**THE PROBLEM**
From the entries below, collect each line that contains the word "window" and copy those lines out.

>>

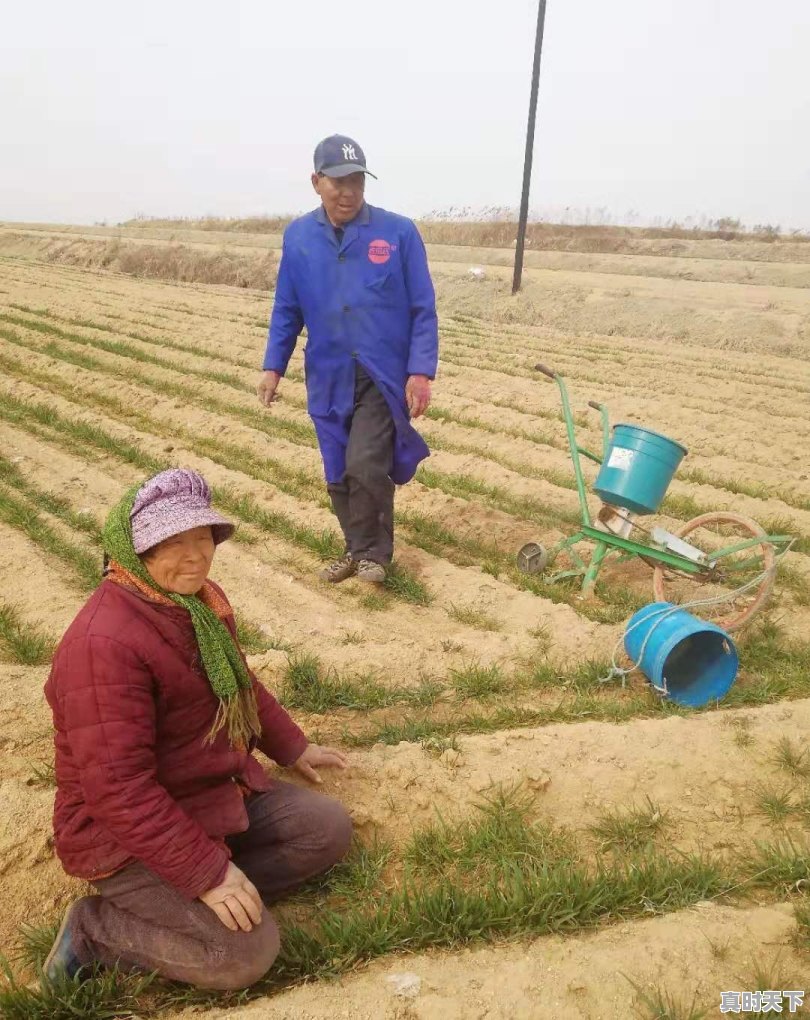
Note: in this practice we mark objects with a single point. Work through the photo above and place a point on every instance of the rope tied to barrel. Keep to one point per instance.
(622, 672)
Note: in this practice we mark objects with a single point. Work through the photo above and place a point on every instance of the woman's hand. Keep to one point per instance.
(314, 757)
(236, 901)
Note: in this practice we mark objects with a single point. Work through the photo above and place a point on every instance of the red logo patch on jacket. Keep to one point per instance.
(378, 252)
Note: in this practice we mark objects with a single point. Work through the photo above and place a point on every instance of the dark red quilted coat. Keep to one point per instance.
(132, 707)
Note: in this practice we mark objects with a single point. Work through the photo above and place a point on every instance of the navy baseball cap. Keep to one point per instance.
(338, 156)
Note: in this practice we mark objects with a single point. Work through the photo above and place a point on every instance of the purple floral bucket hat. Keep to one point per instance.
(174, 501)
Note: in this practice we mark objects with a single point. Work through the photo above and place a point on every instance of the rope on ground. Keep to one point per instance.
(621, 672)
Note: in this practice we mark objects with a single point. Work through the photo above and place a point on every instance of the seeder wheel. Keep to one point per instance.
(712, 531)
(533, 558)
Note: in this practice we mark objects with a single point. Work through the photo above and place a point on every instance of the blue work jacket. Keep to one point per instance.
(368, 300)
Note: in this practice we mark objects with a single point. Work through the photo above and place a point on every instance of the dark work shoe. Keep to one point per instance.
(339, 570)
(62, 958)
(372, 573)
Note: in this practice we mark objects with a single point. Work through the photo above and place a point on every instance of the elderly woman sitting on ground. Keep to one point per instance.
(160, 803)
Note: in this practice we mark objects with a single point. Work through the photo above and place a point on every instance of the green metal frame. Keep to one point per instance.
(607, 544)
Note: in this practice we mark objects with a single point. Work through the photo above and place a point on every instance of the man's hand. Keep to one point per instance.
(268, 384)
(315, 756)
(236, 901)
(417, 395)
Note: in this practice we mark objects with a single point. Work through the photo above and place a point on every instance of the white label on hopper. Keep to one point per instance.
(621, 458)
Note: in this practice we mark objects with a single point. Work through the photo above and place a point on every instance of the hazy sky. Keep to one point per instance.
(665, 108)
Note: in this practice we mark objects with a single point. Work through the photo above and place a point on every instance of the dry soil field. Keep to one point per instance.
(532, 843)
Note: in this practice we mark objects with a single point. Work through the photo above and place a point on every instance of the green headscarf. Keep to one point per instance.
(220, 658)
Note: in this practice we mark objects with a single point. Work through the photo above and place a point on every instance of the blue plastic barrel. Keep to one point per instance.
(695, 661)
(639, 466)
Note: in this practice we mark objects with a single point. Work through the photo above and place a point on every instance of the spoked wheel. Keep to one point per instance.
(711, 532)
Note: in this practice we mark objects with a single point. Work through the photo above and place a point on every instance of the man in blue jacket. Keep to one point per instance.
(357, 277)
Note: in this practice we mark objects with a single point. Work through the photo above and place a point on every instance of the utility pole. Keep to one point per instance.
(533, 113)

<<
>>

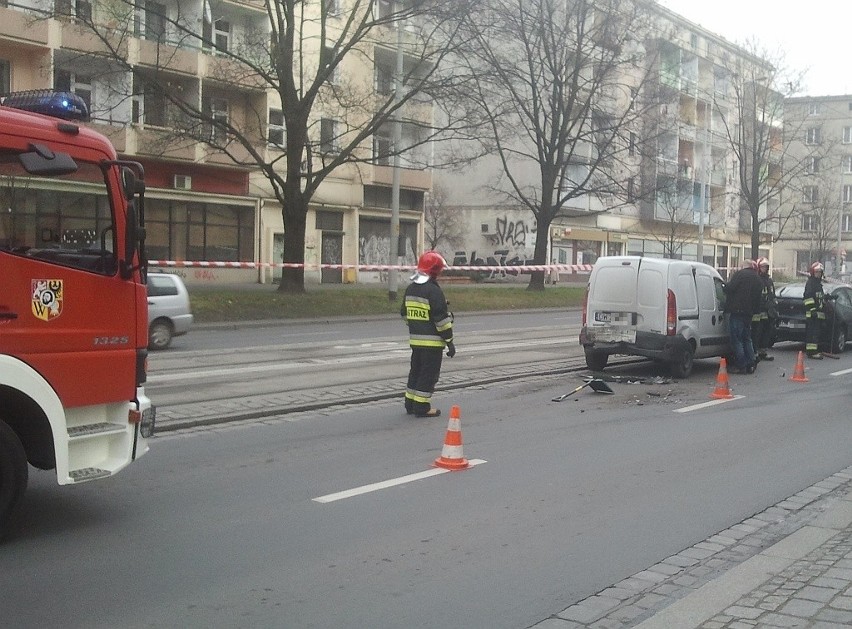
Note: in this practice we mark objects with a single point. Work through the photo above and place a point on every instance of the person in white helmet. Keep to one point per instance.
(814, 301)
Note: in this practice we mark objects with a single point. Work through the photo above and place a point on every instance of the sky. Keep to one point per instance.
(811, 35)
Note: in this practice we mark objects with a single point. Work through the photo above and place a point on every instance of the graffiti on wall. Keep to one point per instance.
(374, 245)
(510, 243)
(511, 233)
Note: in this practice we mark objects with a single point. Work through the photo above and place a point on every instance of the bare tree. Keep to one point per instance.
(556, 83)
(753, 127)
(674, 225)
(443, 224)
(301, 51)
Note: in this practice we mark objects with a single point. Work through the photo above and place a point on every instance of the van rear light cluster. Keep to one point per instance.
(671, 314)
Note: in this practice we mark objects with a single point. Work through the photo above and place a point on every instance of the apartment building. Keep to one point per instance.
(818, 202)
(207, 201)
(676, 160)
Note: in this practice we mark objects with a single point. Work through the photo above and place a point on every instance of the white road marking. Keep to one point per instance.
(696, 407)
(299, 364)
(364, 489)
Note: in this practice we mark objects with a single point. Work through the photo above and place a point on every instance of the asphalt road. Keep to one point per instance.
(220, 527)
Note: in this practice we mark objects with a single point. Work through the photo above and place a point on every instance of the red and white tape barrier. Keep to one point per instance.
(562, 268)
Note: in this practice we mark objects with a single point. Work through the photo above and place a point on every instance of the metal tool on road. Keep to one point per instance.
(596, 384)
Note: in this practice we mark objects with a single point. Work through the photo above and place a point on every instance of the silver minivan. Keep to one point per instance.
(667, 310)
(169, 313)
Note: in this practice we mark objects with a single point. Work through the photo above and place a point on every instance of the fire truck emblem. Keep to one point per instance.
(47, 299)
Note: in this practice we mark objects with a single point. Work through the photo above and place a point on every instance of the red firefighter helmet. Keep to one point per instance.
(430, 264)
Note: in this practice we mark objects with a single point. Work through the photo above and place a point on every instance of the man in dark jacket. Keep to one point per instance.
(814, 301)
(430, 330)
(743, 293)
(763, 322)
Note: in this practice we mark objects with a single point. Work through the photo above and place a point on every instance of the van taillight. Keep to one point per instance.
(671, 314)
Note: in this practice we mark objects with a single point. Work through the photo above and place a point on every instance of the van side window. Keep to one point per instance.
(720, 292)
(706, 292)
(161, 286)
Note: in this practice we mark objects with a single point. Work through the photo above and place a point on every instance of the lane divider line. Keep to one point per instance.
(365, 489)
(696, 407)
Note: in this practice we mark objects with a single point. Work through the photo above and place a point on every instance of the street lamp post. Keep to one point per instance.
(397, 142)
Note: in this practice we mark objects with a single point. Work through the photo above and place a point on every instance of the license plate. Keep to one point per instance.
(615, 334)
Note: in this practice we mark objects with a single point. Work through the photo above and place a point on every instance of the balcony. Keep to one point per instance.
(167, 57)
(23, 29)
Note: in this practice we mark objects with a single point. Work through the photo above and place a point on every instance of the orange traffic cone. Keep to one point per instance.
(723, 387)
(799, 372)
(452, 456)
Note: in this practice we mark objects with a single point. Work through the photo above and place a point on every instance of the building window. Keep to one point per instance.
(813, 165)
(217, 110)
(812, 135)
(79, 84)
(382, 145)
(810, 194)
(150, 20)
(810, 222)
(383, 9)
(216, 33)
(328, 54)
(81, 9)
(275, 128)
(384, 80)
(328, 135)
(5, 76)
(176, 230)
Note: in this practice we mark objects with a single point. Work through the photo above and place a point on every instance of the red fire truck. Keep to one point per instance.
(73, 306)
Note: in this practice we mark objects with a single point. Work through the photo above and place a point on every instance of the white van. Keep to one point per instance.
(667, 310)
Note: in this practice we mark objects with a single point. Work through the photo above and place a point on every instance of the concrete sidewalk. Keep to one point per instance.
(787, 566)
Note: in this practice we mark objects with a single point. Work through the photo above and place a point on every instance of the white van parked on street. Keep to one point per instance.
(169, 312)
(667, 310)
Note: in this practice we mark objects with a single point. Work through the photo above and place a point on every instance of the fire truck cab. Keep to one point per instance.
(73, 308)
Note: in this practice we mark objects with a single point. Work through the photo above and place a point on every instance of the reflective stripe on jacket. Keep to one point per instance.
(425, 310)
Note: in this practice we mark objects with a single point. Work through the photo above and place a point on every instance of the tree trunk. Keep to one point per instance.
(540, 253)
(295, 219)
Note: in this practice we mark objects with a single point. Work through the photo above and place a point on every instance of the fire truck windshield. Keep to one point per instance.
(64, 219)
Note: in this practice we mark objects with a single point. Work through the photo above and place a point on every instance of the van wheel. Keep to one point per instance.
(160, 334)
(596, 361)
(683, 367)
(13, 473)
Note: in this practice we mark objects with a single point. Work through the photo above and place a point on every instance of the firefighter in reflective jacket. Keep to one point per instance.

<<
>>

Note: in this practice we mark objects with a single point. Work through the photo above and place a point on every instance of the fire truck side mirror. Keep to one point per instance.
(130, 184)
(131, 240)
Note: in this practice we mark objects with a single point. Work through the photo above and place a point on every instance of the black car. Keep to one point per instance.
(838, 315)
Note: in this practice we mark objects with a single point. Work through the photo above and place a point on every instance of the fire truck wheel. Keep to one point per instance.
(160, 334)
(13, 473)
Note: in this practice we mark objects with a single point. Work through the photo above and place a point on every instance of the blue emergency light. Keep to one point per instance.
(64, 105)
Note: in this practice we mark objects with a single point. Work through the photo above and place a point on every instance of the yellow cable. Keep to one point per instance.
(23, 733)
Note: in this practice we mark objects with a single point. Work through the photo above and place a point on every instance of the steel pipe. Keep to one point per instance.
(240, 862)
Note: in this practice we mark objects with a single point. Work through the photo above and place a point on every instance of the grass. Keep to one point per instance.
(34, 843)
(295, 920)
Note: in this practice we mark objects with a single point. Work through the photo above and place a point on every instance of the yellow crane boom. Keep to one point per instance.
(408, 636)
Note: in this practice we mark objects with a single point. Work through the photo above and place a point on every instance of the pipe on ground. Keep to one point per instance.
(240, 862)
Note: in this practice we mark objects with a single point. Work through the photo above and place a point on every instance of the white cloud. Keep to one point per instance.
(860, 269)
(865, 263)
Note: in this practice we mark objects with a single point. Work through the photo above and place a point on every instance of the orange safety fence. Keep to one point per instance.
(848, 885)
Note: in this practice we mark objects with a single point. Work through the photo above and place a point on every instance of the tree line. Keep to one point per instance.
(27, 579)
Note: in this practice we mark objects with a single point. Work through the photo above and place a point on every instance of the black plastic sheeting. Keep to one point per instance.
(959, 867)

<<

**PROBLEM SOLUTION**
Note: in this practice we mark objects with a single point. Work through the photo above and place a point on every instance of the van side window. Keep to one point per instance.
Note: in this practice we mark objects with a single point. Work through the photo above and place a point on every instance of the building window. Keep to one point per instance.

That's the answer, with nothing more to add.